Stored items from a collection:

>> start

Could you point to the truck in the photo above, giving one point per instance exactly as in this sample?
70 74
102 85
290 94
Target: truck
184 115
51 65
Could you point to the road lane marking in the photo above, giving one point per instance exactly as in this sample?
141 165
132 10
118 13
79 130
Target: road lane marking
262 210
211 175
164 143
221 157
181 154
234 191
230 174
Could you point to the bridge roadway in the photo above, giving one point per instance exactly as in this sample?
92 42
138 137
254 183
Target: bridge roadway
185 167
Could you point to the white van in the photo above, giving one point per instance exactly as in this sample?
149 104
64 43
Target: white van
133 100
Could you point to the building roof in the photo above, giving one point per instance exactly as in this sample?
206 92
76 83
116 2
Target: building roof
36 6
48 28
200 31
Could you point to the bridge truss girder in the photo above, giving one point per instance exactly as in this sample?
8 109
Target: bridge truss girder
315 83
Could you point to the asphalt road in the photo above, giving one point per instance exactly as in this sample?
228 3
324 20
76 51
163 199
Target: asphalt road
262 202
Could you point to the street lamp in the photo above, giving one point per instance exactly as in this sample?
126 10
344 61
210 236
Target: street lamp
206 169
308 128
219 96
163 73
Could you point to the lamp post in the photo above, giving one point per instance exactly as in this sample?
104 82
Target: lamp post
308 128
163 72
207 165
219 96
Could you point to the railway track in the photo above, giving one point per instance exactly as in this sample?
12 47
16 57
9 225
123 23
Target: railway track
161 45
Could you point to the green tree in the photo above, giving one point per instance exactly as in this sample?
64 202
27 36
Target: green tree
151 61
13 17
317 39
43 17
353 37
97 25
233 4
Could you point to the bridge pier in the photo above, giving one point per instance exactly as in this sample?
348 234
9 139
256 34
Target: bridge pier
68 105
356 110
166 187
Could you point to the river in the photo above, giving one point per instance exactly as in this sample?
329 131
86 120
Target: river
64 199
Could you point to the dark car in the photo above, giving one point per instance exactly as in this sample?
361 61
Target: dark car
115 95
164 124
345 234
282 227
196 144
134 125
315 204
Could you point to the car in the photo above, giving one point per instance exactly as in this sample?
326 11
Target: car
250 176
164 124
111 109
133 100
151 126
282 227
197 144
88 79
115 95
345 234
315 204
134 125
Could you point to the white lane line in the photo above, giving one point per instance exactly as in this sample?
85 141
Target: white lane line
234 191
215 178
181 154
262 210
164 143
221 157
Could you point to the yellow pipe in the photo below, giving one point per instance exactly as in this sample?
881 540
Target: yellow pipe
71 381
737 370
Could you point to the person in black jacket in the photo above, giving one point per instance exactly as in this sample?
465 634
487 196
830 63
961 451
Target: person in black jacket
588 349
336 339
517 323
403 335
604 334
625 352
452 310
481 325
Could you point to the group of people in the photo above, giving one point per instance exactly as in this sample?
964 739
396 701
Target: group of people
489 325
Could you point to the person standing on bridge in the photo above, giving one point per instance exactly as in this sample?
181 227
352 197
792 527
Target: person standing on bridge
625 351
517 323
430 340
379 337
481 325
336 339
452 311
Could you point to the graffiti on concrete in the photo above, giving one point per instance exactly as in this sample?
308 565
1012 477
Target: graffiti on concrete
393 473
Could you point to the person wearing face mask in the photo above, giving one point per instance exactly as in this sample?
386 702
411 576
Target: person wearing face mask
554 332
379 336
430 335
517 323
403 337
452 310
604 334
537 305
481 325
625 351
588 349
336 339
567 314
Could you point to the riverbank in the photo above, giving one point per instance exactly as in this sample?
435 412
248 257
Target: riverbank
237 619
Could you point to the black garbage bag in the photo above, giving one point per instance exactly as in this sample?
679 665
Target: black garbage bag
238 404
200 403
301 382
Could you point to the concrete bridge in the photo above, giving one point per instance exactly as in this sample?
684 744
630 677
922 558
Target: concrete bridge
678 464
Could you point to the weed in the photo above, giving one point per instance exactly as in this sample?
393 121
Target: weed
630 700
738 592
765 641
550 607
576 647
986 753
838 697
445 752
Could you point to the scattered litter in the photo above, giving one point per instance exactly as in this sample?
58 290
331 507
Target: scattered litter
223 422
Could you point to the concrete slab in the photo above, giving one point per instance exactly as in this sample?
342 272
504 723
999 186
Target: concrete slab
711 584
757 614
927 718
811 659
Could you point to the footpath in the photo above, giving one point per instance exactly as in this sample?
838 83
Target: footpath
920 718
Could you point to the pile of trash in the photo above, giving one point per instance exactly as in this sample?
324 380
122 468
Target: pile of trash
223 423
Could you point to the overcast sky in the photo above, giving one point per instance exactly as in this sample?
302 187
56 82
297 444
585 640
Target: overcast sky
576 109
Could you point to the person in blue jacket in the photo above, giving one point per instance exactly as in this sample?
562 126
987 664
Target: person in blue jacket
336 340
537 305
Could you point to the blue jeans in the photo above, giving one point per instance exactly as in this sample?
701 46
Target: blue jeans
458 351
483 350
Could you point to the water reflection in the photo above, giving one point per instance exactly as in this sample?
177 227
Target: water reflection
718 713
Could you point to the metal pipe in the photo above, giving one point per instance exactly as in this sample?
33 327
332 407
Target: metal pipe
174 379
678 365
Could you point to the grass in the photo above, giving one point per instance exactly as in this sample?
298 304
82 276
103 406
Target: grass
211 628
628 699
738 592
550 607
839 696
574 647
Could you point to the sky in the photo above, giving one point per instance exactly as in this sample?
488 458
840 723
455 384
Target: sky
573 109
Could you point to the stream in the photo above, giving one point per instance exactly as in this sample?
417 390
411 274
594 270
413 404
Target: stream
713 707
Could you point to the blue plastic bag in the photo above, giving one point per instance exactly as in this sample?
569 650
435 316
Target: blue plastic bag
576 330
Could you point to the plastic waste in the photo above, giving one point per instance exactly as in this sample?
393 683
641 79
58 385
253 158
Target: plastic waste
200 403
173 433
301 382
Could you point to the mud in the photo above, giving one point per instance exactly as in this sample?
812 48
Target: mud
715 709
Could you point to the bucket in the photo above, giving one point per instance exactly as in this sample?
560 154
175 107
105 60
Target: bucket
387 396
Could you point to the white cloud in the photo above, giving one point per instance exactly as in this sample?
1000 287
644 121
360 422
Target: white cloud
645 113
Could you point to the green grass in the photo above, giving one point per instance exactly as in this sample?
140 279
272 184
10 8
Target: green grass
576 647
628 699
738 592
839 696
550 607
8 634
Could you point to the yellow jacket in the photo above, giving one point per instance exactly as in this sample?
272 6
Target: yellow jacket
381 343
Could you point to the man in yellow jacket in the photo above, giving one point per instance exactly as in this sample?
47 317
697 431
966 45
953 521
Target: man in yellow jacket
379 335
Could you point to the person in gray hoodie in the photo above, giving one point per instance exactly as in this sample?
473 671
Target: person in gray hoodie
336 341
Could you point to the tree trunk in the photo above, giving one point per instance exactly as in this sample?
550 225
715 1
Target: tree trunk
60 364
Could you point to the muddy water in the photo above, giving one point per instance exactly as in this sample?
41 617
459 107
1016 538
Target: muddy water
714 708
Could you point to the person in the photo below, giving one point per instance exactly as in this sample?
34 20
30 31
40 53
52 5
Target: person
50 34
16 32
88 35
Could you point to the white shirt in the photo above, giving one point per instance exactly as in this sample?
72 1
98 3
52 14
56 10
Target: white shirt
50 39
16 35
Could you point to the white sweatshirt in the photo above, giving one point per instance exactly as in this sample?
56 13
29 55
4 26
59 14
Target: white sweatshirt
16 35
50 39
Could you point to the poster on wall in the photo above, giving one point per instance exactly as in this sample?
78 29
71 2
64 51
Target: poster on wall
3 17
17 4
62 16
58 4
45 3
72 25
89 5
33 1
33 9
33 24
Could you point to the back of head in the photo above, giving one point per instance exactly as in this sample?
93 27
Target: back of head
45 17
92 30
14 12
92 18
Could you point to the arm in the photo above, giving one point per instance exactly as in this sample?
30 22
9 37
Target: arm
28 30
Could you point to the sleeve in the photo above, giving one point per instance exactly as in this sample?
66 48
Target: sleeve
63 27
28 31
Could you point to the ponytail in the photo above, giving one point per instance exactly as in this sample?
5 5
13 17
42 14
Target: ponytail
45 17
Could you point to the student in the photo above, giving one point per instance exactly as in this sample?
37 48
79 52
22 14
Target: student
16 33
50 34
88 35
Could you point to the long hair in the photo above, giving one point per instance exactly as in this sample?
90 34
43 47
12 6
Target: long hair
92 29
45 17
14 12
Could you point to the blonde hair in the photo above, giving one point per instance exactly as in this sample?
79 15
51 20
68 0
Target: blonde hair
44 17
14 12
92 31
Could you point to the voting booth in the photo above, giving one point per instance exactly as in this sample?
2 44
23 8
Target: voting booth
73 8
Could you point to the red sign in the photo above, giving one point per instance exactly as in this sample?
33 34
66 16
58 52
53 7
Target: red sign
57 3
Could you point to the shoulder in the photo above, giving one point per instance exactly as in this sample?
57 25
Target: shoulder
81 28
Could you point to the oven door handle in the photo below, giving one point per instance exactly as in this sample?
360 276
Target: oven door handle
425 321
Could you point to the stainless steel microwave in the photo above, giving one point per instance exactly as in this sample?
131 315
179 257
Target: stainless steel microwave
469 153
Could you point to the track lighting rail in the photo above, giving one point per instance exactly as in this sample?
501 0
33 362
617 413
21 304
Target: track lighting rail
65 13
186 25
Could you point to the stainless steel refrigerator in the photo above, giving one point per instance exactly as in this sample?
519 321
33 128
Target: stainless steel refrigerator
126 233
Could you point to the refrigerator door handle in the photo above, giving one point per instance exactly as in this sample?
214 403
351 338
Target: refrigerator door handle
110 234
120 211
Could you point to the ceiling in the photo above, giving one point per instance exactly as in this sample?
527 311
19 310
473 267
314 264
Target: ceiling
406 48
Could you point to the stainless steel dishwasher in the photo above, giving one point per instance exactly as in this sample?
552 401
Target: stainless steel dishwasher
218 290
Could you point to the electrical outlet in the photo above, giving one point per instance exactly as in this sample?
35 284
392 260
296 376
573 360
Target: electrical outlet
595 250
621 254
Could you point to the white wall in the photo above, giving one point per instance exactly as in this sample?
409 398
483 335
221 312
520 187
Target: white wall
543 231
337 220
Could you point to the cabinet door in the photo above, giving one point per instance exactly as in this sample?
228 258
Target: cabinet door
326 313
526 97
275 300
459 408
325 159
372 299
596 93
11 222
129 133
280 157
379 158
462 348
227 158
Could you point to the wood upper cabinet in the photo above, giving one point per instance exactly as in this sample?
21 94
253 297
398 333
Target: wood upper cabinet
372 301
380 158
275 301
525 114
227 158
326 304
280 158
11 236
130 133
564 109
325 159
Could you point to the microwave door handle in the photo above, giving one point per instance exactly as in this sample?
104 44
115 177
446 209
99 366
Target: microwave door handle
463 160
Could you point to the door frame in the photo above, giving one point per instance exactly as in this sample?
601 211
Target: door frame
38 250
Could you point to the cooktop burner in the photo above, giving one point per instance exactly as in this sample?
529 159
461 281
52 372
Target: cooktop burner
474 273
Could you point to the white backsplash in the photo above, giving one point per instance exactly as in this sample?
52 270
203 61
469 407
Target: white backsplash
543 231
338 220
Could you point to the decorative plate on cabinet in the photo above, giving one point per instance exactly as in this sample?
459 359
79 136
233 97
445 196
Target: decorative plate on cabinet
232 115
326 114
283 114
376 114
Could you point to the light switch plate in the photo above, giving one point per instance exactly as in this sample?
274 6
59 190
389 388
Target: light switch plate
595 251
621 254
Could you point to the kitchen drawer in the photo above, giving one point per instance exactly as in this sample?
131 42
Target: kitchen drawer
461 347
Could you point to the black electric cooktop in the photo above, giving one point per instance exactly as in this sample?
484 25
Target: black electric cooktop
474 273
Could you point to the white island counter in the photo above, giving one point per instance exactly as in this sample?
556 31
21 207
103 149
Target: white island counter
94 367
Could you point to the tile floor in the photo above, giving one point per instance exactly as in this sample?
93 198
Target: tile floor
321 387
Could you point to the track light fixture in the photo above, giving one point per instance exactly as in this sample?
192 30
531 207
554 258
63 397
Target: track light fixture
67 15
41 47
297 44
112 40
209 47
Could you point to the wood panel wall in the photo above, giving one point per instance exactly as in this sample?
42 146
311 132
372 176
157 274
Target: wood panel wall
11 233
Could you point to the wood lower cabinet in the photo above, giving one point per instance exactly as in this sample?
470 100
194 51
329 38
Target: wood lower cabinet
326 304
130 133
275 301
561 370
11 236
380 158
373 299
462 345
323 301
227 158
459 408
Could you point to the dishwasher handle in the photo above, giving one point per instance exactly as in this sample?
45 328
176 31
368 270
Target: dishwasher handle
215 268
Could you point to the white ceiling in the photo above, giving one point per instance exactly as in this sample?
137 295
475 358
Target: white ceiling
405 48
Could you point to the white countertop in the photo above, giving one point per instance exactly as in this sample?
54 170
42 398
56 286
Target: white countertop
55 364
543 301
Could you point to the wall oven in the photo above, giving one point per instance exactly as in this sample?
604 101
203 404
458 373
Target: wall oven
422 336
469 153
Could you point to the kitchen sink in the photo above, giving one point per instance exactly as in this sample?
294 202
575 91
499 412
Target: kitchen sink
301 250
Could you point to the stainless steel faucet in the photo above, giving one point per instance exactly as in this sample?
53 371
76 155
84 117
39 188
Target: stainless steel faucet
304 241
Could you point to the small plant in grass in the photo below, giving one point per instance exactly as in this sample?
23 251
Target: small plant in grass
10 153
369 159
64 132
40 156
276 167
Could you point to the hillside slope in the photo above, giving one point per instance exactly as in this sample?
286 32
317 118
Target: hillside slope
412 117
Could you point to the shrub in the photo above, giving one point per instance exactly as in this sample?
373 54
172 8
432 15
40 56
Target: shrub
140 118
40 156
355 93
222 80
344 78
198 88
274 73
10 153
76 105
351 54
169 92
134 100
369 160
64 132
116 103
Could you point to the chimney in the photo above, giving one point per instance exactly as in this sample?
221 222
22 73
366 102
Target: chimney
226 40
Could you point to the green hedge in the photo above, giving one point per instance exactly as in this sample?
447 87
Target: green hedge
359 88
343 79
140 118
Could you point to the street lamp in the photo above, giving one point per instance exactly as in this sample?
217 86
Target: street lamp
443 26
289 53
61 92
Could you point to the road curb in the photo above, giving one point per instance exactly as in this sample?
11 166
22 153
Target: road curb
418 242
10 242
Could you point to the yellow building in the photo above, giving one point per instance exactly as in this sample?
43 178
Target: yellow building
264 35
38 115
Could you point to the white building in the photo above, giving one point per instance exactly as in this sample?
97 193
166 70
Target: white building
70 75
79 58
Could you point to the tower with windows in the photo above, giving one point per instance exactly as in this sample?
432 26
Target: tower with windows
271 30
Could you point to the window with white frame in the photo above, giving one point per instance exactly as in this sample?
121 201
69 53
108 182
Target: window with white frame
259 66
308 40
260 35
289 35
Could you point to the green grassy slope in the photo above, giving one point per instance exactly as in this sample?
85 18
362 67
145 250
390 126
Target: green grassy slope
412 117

>> end

Your task is to write out the lines from the one with "Could you point to the hillside" through the end of the records, exactly and with nothing added.

• Written solution:
Could you point to the hillside slope in the photo above, giving one point per instance exactly as in this sample?
286 32
317 118
Target: hillside slope
412 117
Could you point to the shrub in the photo above, giving one point per instance exactly as in this sample?
373 54
172 8
432 15
40 56
Target: shrub
140 118
40 156
355 93
222 80
344 78
198 88
274 73
10 153
76 105
351 54
169 92
134 100
369 160
64 132
116 103
Could you point to the chimney in the photo above, giving one point per instance exactly as in this sample?
221 222
22 73
366 102
Target: chimney
226 40
Could you point to the green hedge in the photo above, giving one point per instance exactly as in this sample?
447 87
Target: green hedge
359 88
343 79
140 118
Could you point to the street lamp in the photo above, giving one point per instance exactly as in this sample?
217 86
Target: street lamp
443 26
289 53
61 92
Could you point to the road curb in the photo above, giving one point per instance exactly as in this sample?
11 166
22 153
Target: road curb
418 242
10 242
Could you point to the yellow building in the photo above, giving one point per instance exactly as in this sample?
43 178
Target: yellow building
264 35
38 115
Could you point to the white building in the photo above, giving one point per instance exactly as in this sample?
97 193
166 70
Target: white building
70 75
79 58
Could you point to the tower with windows in the photo above, giving one point per instance exactly as in this sample?
432 26
Target: tower with windows
271 30
Could you point to the window with white frame in the photo above, giving one point per instance exactly as in this sample?
121 201
69 53
108 182
Target: window with white frame
259 66
308 40
260 35
289 35
Could you point to the green grassy slope in the photo above, giving one point per instance exactly as in this sample?
85 18
362 67
145 250
390 126
Target: green grassy slope
412 117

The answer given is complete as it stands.